# Aim of the task:
Lines below that include the word "utility" should each be copied.

Supplied material below:

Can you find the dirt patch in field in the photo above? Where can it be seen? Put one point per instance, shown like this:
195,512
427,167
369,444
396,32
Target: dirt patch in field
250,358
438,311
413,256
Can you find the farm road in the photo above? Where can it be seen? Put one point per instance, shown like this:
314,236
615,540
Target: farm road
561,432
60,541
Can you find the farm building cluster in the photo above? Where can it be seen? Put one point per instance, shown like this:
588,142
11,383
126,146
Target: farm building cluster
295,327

End of Supplied material.
Supplied material below:

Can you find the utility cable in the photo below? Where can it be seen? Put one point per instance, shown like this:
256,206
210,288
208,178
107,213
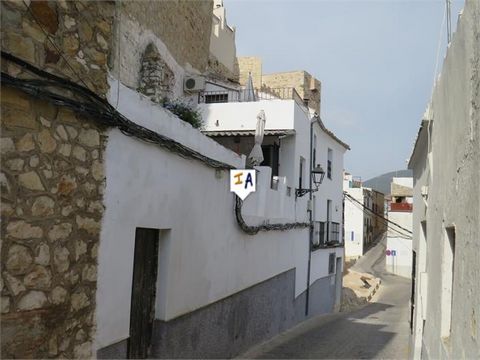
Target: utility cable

End of Supplied material.

# Task answer:
Can you find the utility cable in the photo below? Where can it be seen? Put one point per instance, shown like this:
Target: utility cable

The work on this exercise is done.